* Assigned task *
Scan the records for the string "teapot" and copy every line that holds it.

-- Listed entries follows --

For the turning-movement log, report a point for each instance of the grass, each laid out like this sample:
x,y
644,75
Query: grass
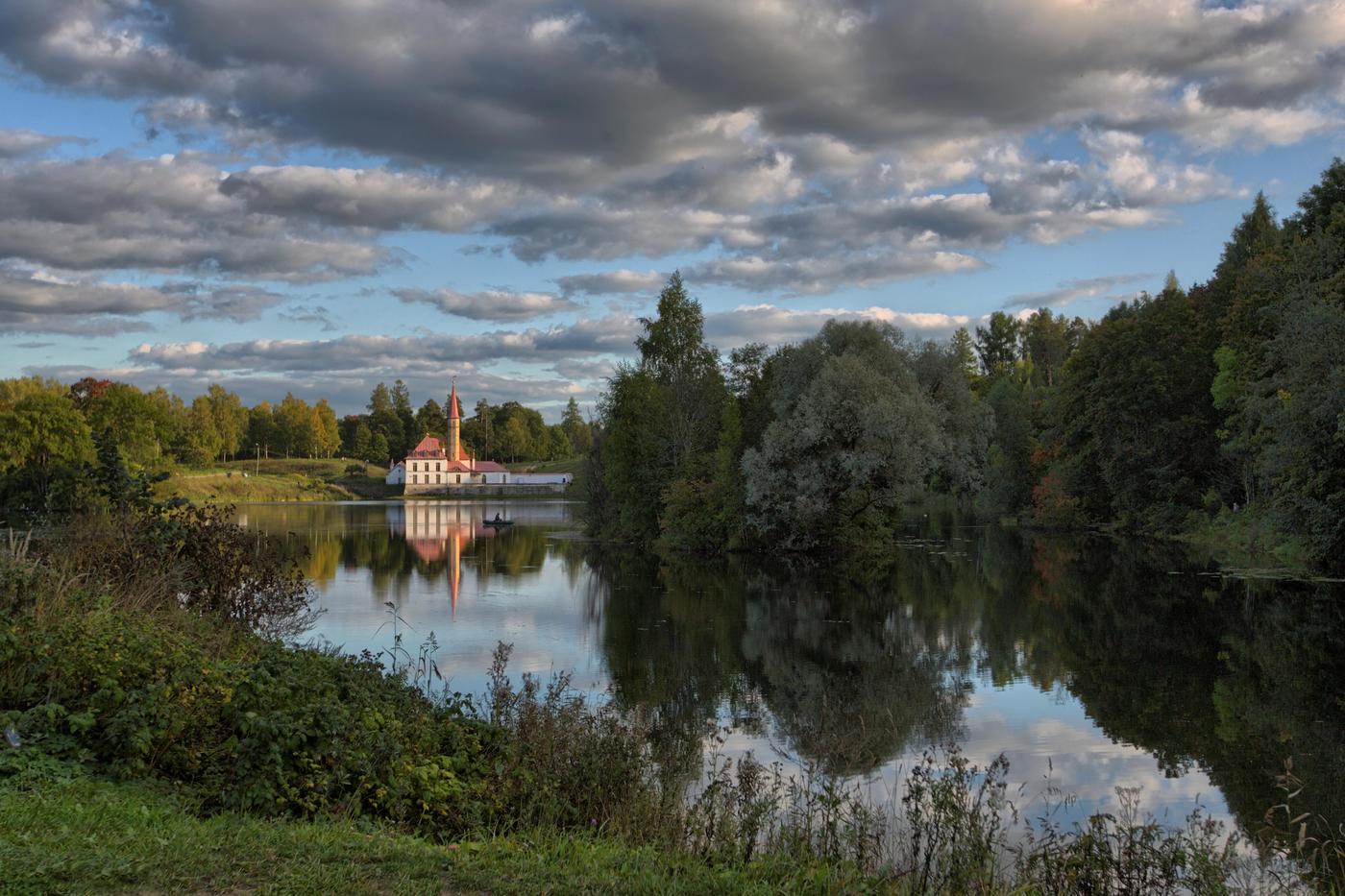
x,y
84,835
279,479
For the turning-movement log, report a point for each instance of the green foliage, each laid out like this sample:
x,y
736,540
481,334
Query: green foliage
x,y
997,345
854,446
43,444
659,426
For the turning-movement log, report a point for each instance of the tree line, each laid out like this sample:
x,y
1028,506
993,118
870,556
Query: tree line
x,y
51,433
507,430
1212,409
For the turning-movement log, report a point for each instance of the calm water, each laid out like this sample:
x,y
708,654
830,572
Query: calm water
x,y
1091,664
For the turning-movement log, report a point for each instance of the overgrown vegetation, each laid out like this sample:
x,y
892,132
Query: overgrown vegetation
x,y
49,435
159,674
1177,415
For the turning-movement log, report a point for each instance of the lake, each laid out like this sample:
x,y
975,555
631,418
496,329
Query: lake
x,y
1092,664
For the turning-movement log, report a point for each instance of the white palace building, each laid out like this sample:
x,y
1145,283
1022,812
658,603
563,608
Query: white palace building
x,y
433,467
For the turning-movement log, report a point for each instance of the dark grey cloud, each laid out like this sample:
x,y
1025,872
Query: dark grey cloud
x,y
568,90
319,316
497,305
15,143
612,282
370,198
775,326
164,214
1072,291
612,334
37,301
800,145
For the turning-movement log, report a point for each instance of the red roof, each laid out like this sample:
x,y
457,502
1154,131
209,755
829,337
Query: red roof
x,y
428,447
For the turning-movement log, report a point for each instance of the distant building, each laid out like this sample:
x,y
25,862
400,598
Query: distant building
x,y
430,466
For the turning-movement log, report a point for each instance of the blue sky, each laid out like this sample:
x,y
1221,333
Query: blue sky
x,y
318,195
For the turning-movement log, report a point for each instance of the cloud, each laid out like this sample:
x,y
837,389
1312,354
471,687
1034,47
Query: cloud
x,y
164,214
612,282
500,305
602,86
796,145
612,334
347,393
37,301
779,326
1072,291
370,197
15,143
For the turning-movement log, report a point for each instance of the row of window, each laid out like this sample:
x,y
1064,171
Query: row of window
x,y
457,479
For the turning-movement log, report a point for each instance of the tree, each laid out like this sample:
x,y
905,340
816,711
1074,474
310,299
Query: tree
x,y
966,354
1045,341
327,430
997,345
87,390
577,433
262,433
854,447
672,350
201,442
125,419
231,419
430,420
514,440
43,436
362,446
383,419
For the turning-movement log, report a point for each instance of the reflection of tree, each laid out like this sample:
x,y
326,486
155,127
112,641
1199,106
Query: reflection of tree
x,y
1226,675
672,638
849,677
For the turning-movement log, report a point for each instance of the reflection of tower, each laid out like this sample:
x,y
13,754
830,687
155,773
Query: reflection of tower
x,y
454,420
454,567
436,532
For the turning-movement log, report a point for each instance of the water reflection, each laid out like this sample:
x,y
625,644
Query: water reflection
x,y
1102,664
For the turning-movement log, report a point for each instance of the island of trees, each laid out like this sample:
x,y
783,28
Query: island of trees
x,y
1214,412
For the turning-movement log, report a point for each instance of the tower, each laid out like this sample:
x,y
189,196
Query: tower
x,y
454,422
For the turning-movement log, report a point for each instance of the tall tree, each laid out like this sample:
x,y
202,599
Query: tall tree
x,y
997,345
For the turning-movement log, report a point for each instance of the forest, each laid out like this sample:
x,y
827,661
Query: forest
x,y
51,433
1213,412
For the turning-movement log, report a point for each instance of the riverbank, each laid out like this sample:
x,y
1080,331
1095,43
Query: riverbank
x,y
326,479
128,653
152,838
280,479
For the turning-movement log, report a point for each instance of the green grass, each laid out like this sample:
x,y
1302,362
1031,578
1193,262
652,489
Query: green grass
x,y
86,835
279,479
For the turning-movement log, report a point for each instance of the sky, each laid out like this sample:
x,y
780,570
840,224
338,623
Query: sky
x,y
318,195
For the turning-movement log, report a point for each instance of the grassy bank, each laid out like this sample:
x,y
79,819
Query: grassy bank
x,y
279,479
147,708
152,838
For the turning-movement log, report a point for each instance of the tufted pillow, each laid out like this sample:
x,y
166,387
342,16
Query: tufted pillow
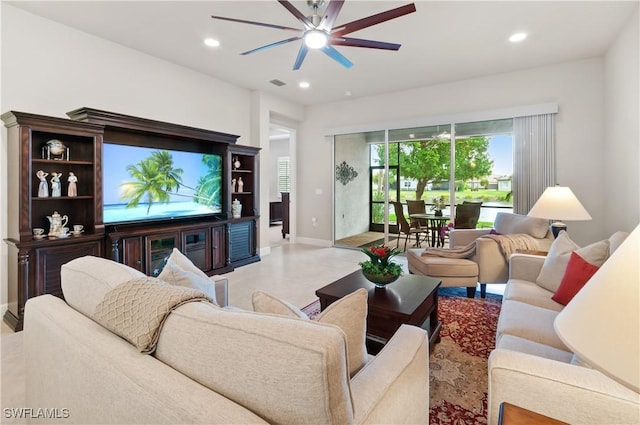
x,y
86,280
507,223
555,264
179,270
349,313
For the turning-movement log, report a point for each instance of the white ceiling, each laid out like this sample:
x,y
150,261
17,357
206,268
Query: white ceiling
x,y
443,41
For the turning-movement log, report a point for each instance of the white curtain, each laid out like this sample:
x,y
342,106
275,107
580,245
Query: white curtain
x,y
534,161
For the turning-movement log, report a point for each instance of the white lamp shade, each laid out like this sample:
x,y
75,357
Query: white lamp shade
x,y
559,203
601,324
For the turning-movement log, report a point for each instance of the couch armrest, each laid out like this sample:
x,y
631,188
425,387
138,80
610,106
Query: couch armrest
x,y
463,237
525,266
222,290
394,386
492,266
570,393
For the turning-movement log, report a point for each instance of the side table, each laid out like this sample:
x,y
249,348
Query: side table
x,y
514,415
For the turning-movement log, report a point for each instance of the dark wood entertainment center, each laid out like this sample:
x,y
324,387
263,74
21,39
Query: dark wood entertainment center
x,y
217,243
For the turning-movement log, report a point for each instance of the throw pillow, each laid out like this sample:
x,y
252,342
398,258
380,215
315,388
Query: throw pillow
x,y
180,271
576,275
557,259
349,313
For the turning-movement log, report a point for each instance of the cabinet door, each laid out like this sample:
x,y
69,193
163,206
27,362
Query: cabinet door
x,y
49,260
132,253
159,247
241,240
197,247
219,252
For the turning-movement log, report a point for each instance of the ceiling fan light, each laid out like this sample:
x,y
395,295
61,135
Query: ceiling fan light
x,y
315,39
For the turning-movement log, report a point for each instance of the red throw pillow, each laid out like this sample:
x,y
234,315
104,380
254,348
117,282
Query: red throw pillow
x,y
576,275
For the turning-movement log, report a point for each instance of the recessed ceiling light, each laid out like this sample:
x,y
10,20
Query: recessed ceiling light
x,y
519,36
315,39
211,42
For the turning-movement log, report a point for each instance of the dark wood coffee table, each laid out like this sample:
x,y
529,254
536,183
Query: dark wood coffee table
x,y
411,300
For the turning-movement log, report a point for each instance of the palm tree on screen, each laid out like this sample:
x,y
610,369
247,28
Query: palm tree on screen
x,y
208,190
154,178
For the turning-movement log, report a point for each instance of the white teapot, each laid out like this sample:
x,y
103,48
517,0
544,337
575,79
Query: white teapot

-- Listed entries concluded --
-- Listed entries follows --

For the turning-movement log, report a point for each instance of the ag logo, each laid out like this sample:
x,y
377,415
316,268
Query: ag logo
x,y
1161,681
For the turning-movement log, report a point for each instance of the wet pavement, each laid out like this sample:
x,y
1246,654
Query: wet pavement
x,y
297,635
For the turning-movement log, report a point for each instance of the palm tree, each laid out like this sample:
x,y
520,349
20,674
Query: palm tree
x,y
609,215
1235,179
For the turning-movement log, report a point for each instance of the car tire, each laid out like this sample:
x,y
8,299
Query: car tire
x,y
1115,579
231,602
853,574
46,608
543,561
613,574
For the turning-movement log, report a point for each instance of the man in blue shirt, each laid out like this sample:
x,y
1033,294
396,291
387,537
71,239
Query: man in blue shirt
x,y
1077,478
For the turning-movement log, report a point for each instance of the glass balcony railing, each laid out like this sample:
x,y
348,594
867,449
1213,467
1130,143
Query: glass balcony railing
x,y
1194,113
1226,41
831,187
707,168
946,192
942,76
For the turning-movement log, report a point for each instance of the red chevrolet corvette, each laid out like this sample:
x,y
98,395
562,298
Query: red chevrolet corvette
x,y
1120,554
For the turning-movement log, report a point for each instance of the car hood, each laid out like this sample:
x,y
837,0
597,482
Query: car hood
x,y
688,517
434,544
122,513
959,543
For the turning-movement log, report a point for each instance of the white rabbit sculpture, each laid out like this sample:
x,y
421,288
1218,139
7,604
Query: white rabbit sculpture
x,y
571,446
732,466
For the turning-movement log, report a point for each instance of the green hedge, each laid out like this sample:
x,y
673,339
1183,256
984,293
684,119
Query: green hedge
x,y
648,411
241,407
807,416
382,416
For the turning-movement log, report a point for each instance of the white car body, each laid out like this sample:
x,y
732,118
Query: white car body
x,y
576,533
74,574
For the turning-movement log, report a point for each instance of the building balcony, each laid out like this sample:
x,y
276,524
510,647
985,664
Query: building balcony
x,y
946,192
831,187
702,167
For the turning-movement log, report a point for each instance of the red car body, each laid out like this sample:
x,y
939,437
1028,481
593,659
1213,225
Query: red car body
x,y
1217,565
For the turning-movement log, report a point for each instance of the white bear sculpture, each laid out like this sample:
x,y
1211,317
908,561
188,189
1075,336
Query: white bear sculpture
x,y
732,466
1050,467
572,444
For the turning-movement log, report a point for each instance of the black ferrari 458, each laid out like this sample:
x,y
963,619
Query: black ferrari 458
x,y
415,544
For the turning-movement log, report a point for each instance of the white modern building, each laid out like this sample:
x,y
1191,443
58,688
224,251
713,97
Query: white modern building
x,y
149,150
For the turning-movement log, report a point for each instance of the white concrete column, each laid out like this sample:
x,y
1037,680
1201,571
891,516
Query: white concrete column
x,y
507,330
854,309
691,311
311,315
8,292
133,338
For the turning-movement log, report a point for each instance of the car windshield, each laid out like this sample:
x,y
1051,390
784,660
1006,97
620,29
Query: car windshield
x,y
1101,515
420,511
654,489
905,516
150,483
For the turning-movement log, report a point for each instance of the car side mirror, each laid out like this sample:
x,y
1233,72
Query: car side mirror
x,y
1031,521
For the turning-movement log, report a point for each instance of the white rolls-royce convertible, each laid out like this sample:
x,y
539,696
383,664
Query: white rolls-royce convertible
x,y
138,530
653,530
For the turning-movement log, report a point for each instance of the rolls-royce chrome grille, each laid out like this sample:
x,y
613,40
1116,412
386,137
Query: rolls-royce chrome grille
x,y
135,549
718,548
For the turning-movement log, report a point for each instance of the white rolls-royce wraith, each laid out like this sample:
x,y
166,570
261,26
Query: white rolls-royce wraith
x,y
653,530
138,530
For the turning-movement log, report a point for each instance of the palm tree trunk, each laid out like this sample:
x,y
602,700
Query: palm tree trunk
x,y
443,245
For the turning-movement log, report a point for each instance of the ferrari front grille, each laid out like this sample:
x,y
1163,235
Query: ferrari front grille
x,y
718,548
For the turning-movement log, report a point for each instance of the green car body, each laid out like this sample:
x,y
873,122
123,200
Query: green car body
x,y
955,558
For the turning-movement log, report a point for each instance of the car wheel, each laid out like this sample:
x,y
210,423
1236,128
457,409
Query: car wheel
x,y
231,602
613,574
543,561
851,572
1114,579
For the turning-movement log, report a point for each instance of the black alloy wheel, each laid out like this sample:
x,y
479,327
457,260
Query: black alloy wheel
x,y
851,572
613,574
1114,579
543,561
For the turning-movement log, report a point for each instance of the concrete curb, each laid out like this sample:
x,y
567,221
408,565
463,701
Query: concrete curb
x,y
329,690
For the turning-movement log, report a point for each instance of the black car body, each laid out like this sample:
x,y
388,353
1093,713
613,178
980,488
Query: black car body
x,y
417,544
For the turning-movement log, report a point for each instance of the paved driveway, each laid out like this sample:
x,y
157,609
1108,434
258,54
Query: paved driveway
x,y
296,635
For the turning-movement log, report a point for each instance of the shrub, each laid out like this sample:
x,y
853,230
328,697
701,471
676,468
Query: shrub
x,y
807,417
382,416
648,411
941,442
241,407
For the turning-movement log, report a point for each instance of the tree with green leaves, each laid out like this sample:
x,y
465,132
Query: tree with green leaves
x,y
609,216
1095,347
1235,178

-- Listed entries concluded --

* Task solution *
For the turning-movement log, report a point for each instance of the white teapot, each laid out like this sample:
Query: white teapot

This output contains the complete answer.